=== YOUR ASSIGNMENT ===
All entries below must be reproduced without a single change.

=== GIVEN DATA ===
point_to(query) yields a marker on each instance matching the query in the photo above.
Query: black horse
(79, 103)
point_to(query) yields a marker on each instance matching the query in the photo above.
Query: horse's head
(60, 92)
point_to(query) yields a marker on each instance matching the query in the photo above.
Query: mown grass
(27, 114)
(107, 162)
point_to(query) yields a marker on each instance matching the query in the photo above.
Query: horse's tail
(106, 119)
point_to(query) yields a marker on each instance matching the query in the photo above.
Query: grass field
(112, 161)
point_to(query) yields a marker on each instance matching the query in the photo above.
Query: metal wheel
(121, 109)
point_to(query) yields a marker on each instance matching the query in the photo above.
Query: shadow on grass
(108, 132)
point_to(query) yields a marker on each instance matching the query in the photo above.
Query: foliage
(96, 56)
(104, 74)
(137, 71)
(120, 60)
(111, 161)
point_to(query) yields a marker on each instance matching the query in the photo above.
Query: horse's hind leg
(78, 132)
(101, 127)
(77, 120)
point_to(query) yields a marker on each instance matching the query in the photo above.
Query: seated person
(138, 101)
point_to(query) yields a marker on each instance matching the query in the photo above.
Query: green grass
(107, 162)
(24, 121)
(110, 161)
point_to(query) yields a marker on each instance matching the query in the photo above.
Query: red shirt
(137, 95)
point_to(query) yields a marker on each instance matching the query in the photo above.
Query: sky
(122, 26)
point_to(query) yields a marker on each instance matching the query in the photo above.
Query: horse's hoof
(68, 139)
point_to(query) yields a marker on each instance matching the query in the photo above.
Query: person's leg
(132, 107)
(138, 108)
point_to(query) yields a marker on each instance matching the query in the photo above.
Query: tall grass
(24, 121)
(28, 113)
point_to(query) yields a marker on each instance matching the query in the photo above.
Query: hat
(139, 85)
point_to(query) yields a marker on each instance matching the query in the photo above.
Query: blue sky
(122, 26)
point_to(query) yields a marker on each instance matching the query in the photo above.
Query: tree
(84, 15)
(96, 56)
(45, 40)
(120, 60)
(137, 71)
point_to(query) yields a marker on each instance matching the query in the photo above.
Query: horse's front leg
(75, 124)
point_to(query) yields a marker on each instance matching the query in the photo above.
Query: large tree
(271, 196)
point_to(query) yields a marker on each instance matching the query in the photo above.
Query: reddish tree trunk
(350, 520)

=== SOLUTION TO THE EXERCISE ===
point_to(query) yields a marker on each instance matching the query in the photo above.
Query: black horse
(79, 103)
point_to(query) yields a marker on each instance matching the query in the photo above.
Query: horse's head
(60, 92)
point_to(query) yields a marker on each instance matching the query in the photo above.
Query: mown grass
(27, 114)
(107, 162)
point_to(query) yields a marker on each instance matching the query in the photo above.
Query: horse's tail
(106, 119)
point_to(query) yields a marker on each instance matching the query in the photo above.
Query: grass field
(112, 161)
point_to(query) yields a marker on each instance matching the query in the photo above.
Query: metal wheel
(121, 109)
point_to(query) yields a marker on each instance matching the query in the photo above.
Query: shadow on grass
(108, 132)
point_to(query) yields a marker on each instance matching the query in the photo above.
Query: foliage
(96, 56)
(104, 74)
(137, 71)
(120, 60)
(111, 161)
point_to(query) yields a marker on each instance matching the query in the photo above.
Query: horse's hind leg
(78, 132)
(101, 127)
(77, 120)
point_to(query) yields a marker on each instance matching the query in the photo above.
Query: seated person
(138, 101)
point_to(query) yields a marker on each instance matching the query in the photo above.
Query: green grass
(107, 162)
(24, 121)
(110, 161)
point_to(query) yields a marker on each instance matching the query in the photo above.
Query: red shirt
(137, 95)
point_to(query) yields a marker on each instance matching the query in the photo above.
Query: sky
(122, 26)
point_to(query) yields a marker on each instance matching the query in the photo above.
Query: horse's hoof
(68, 139)
point_to(query) yields a marker on each instance matching the query in the photo above.
Query: person's leg
(132, 107)
(138, 108)
point_to(query) yields a marker on each instance matching the query in the photo above.
Query: tall grass
(24, 121)
(28, 113)
point_to(query) yields a marker on each instance matching the query in the photo above.
Query: hat
(139, 85)
point_to(query) yields a marker on each instance matching the query in the photo above.
Query: blue sky
(122, 26)
point_to(query) yields a marker on each instance matching the query in the photo above.
Query: tree
(84, 15)
(96, 56)
(45, 40)
(120, 60)
(137, 71)
point_to(query) yields a marker on each instance matching the query in the photo above.
Query: horse's front leg
(75, 124)
point_to(query) yields a marker on each instance matching the query in the photo above.
Query: large tree
(271, 196)
point_to(query) yields a marker on each instance matching the query in the photo above.
Query: reddish tree trunk
(350, 520)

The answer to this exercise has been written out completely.